BEGIN Passage to read
Inventors have created several types of coupling locking devices that are
integral with the coupling. U.S. Pat. No. 5,192,219 to Fowler et al.
(1993) discloses a locking device that utilizes spring fingers to prevent
rotation of the coupling; however, these spring fingers are expensive to
manufacture, and result in a longer than normal coupling. The locking
couple of U.S. Pat. No. 5,366,383 to Dearman (1994) is also much longer
than a normal coupling.
A locking coupling must have a latching device that ensures that the lock
remains locked, and is impervious to shock and vibration. The force
required to engage and disengage the latch is critical to its performance
under shock and vibration. Both of the above integral locking devices use
an axial motion to engage and disengage the lock which limits the latching
force to that of the finger strength of the installer, without having to
use special tools. This factor is a clear disadvantage over a rotational
locking motion which allows the installation tool to be used as a latching
tool as well.
END Passage to read
Goals
[a] Can you rewrite the stretch of the coupling-lock passage from "(1993) discloses a" through "a normal coupling.", replacing "spring fingers" with "spring clips"?
[b] What tools does the coupling-lock passage mention? List every one.
[c] Answer these questions from the coupling-lock passage:
(i) Which patent discloses a locking device that uses spring fingers to prevent rotation of the coupling?
(ii) What kind of motion do both integral locking devices use to engage and disengage the lock?
(iii) Which kind of locking motion lets the installation tool also serve as a latching tool?
BEGIN Dataset content
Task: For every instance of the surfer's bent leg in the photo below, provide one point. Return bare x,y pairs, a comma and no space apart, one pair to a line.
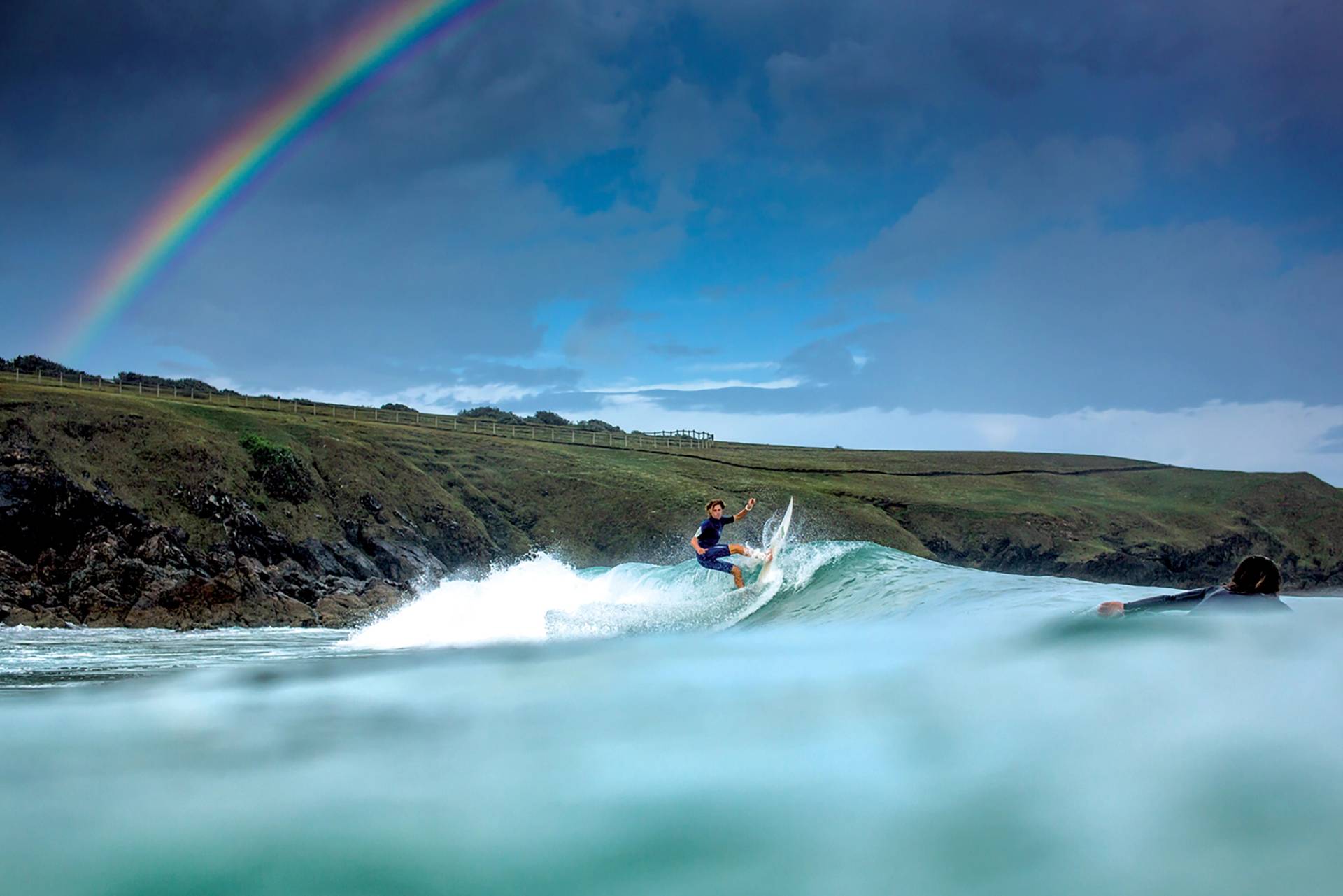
712,559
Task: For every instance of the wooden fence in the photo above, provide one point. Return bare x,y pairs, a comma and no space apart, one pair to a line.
353,413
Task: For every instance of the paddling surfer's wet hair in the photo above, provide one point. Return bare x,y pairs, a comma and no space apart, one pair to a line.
1256,575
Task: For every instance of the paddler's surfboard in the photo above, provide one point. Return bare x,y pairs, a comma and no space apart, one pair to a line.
776,543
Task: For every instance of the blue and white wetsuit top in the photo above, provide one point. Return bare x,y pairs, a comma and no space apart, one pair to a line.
711,531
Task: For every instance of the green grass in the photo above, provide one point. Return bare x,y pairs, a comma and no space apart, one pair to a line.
606,506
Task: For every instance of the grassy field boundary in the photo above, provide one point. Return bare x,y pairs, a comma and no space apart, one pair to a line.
360,414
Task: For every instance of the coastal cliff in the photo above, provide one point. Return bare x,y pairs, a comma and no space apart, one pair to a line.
127,511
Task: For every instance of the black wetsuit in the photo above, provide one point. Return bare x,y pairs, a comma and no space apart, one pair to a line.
1214,598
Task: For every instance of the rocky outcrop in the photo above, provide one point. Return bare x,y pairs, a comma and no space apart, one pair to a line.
77,557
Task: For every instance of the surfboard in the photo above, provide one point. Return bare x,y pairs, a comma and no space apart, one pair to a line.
776,543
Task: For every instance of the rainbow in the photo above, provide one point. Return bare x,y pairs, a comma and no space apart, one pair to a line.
220,176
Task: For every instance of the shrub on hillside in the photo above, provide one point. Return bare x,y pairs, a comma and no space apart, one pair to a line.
280,471
34,364
493,414
550,418
185,385
601,426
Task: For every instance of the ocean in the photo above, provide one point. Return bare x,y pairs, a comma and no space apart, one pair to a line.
872,723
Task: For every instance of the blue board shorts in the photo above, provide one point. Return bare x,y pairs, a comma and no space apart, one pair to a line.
712,557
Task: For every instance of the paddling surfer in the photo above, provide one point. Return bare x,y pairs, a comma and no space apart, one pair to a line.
1253,586
705,541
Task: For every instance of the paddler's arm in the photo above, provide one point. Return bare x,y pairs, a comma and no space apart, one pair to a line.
1182,601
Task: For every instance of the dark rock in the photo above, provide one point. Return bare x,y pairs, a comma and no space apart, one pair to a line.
353,560
318,557
372,506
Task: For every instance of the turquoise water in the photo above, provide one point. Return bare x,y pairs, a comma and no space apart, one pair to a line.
872,725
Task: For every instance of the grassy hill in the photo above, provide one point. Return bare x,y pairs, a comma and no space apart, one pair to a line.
477,497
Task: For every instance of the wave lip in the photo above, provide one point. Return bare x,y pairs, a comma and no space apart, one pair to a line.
543,598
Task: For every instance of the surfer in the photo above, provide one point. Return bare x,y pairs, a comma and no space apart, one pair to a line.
1253,588
705,541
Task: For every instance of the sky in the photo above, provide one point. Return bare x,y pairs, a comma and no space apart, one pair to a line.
1087,227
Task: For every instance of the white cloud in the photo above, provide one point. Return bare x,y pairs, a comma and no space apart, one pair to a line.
1283,437
697,386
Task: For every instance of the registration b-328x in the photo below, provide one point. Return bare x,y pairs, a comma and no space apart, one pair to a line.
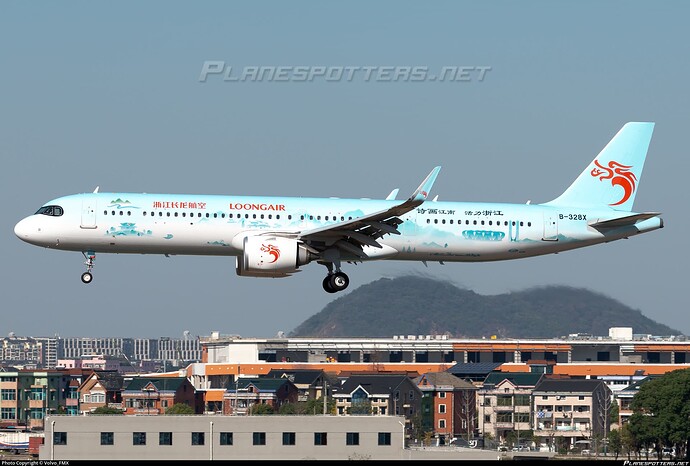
276,236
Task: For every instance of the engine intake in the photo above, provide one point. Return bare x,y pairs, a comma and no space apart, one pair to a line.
271,256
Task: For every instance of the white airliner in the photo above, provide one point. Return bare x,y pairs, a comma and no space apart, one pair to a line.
275,236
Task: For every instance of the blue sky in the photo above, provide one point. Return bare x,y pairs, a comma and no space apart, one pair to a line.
108,94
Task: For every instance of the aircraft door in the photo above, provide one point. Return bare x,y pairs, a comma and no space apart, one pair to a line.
88,211
550,227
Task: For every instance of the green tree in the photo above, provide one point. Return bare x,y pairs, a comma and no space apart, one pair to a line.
106,410
179,408
287,409
615,442
628,440
315,406
661,413
613,414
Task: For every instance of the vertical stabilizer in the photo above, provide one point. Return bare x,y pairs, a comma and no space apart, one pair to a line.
613,177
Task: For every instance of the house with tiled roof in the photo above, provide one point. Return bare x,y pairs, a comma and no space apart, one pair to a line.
100,388
151,396
449,407
474,372
572,409
240,396
310,383
625,396
379,395
504,403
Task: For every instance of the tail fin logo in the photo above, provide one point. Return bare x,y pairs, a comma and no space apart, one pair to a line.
620,175
272,250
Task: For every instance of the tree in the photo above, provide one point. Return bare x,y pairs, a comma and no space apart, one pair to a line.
614,414
661,413
316,406
628,440
179,408
106,410
615,442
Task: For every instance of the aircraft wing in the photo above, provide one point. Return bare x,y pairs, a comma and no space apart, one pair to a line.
351,235
623,221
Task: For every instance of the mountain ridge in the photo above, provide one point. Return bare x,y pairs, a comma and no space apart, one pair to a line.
391,306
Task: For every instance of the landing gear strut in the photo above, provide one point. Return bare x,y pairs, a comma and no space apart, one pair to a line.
90,257
335,282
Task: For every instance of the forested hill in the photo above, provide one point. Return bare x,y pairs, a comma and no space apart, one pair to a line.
414,305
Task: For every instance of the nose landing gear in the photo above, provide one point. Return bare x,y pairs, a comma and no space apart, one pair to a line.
90,257
335,282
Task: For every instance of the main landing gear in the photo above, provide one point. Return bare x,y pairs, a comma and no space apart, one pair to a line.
90,257
335,282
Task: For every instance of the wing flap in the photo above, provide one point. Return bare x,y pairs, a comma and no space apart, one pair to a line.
365,230
628,220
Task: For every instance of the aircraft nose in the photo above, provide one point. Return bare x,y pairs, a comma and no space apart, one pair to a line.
23,229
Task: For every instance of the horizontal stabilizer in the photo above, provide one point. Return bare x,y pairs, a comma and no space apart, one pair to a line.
392,195
624,221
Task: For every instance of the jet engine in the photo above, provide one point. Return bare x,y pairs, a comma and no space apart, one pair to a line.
272,256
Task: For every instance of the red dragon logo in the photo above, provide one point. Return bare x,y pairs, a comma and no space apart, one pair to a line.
272,250
619,174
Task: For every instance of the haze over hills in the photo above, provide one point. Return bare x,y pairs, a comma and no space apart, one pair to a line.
413,305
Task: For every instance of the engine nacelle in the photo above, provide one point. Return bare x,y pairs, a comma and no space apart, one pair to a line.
271,256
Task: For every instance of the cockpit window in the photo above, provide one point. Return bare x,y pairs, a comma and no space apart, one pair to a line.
51,210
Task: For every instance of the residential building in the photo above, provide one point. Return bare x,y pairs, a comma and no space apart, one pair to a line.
END Dataset content
Responses
[a]
(1993) discloses a locking device that utilizes spring clips to prevent
rotation of the coupling; however, these spring clips are expensive to
manufacture, and result in a longer than normal coupling. The locking
couple of U.S. Pat. No. 5,366,383 to Dearman (1994) is also much longer
than a normal coupling.

[b]
special tools
installation tool
latching tool

[c]
(i) U.S. Pat. No. 5,192,219 to Fowler et al. (1993)
(ii) An axial motion
(iii) A rotational locking motion